• WHAT IS EXPECTED:
Each line of the data that includes "lawn" must be copied.

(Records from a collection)
------------------------------------------------------------------------
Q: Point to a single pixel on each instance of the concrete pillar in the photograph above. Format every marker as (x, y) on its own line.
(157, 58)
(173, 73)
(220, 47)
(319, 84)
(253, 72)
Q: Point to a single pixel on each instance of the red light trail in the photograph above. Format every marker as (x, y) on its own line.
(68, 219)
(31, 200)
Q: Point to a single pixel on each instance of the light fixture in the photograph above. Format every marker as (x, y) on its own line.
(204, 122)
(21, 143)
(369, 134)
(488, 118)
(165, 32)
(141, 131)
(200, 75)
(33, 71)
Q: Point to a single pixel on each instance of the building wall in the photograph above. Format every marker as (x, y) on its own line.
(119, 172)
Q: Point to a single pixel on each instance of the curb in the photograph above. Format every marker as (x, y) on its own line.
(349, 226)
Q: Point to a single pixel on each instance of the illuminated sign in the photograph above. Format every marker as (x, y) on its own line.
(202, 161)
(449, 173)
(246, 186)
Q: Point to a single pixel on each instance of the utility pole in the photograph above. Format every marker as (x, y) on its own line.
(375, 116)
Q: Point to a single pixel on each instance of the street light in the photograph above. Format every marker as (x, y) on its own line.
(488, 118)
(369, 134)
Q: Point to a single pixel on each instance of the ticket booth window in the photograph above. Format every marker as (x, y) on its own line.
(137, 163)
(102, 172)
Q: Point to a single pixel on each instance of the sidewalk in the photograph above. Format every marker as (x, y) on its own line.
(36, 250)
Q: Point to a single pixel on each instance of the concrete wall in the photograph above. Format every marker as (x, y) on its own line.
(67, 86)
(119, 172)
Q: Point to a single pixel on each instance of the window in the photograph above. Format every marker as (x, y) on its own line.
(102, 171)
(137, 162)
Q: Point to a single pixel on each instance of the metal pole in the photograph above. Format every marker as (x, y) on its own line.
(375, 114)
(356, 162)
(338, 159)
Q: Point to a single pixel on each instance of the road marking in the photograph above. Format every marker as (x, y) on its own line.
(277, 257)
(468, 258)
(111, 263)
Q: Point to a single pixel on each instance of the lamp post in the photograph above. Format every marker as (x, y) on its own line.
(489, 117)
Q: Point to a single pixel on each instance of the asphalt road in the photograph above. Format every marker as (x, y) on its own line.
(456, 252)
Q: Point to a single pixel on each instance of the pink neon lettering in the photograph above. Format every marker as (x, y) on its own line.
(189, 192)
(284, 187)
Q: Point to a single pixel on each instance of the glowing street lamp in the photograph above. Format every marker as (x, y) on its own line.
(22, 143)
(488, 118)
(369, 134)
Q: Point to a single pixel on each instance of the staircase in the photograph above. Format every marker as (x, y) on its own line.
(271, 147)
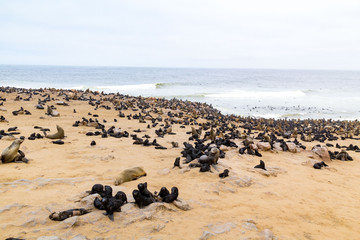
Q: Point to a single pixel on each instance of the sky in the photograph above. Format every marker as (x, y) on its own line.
(279, 34)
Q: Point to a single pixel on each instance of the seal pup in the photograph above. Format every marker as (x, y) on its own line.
(121, 196)
(172, 196)
(224, 174)
(12, 153)
(319, 165)
(261, 165)
(98, 204)
(177, 163)
(111, 205)
(60, 216)
(343, 156)
(129, 175)
(59, 135)
(97, 188)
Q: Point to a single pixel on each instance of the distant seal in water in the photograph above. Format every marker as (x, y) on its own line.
(60, 216)
(12, 153)
(129, 175)
(59, 135)
(261, 165)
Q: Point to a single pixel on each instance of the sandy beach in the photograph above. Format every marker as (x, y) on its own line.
(291, 200)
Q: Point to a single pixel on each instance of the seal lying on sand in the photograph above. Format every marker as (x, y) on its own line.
(319, 165)
(60, 216)
(12, 153)
(129, 175)
(59, 135)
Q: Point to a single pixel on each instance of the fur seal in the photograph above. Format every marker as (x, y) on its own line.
(177, 162)
(172, 196)
(60, 216)
(343, 156)
(129, 175)
(224, 174)
(12, 153)
(98, 204)
(111, 205)
(261, 165)
(163, 192)
(97, 188)
(121, 196)
(141, 200)
(59, 135)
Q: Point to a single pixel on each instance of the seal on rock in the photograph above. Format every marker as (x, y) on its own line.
(129, 175)
(60, 216)
(59, 135)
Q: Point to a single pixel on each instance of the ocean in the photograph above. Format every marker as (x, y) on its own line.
(246, 92)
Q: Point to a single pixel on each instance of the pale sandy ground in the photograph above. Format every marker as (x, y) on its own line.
(299, 203)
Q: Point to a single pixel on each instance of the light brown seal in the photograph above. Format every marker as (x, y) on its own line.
(59, 135)
(11, 153)
(129, 175)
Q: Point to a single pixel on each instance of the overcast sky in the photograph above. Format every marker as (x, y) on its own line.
(306, 34)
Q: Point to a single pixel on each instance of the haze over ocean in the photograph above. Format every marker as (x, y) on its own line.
(246, 92)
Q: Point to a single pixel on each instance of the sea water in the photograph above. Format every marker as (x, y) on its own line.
(246, 92)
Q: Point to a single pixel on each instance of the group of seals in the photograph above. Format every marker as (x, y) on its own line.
(13, 153)
(143, 197)
(109, 203)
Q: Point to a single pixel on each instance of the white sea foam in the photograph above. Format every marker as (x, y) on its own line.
(127, 87)
(256, 94)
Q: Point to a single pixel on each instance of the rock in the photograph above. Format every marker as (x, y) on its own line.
(264, 146)
(266, 234)
(49, 238)
(179, 203)
(164, 171)
(322, 152)
(206, 235)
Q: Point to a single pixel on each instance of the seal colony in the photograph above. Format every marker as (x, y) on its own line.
(214, 161)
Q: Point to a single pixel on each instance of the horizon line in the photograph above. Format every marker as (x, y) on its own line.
(173, 67)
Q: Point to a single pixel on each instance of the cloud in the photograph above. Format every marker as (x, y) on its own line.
(241, 34)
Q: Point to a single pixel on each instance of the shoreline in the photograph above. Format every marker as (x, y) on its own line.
(290, 200)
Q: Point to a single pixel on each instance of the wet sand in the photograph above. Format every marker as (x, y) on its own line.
(295, 201)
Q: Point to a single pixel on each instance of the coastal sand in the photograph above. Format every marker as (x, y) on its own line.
(296, 202)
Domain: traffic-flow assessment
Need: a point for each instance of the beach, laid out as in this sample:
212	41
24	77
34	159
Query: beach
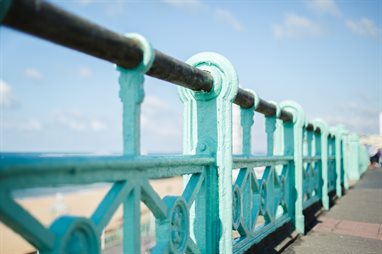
82	202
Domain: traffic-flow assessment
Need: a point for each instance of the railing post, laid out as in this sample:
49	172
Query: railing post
131	94
298	124
324	132
353	168
341	158
208	130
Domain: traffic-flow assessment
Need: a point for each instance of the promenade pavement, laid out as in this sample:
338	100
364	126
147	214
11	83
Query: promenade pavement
352	226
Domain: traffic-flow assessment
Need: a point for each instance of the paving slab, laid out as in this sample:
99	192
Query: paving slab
353	225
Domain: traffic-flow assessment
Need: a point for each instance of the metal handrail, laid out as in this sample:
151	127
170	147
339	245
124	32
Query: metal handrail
49	22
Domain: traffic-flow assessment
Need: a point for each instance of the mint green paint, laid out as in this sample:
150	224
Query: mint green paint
298	124
338	132
209	120
131	94
353	169
301	167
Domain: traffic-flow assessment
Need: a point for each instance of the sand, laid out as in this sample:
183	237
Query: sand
81	203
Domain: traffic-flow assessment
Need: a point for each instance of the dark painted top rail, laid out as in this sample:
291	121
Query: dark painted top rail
45	20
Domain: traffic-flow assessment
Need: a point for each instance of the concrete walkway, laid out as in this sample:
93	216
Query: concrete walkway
352	226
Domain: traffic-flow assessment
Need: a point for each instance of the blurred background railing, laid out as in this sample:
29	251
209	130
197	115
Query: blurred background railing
228	203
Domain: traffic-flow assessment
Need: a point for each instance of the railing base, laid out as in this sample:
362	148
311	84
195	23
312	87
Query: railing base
277	241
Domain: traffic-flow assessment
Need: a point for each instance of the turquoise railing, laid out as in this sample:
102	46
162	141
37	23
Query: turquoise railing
306	163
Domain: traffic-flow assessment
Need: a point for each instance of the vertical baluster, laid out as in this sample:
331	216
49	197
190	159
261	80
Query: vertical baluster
289	151
246	120
298	124
273	195
322	151
210	118
318	163
131	94
339	159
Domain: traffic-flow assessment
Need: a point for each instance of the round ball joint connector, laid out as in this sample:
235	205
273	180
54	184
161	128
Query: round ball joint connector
148	53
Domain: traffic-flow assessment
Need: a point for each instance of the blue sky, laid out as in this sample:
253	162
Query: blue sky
326	55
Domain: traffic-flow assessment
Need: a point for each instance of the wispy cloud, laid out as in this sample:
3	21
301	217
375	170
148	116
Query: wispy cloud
228	18
324	7
155	120
33	74
295	26
355	117
22	125
185	4
85	72
224	16
6	95
364	27
31	125
76	121
111	8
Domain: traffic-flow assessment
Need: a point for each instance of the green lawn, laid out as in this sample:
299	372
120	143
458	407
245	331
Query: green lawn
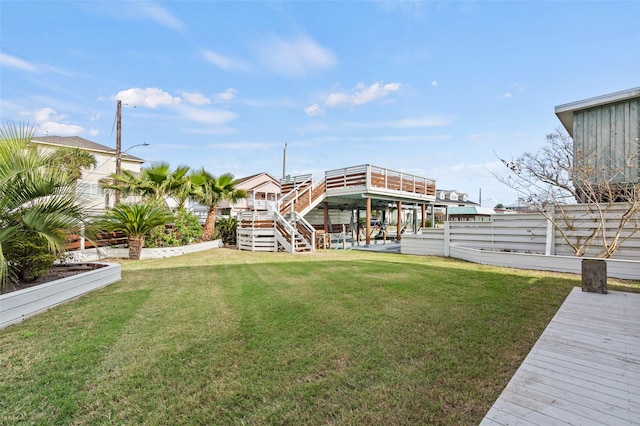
------------------------------------------------------------------------
• TASK OUTPUT:
Need: a point for each instance of the green lawn, laid out as in this sample:
Query: green lawn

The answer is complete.